### EXERCISE REQUIREMENTS
Rewrite the lines from the one with "target: green grass field" up to and including the one with "M 129 99 L 134", replacing "evenodd" with "nonzero" and leaving everything else unchanged.

[Annotation records]
┄┄┄┄┄┄┄┄┄┄┄┄┄┄┄┄┄┄┄┄

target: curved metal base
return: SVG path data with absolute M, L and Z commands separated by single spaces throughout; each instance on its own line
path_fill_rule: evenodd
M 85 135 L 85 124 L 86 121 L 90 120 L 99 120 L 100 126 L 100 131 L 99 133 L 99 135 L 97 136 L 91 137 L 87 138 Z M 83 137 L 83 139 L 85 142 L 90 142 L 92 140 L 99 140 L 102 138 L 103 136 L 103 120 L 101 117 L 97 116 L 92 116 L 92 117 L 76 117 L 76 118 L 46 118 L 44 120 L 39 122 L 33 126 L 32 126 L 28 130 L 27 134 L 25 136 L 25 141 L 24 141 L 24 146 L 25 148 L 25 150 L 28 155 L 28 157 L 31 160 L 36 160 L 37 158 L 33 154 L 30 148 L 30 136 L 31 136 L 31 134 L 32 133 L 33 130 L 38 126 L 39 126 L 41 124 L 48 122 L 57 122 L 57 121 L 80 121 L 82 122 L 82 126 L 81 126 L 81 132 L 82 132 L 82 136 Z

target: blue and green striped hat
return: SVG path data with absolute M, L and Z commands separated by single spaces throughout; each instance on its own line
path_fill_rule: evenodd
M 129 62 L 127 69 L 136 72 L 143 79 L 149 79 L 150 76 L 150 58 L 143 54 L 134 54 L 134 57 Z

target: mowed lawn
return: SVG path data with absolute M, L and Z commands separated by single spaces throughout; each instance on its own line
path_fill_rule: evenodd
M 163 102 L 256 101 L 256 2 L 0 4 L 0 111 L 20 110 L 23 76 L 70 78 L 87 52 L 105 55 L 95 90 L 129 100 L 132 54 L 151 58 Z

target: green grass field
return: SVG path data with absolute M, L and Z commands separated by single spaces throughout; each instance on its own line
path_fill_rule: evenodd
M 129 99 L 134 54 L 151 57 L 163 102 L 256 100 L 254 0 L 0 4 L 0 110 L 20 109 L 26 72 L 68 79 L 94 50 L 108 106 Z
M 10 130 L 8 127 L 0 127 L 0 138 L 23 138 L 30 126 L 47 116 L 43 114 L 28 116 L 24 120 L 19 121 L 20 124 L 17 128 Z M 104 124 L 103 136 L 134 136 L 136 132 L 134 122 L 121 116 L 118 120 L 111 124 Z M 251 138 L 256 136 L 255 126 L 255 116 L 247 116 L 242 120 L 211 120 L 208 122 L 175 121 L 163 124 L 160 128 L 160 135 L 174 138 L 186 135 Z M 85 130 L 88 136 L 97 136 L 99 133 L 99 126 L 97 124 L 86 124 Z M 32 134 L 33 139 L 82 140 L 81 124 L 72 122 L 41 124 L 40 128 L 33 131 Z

┄┄┄┄┄┄┄┄┄┄┄┄┄┄┄┄┄┄┄┄

### WRITTEN RESPONSE
target: green grass field
return: SVG path data with absolute M, L and Z commands separated by single spaces throughout; each instance on its own line
path_fill_rule: nonzero
M 129 99 L 134 54 L 151 57 L 163 102 L 256 100 L 254 0 L 0 4 L 0 110 L 20 109 L 26 72 L 68 79 L 94 50 L 108 106 Z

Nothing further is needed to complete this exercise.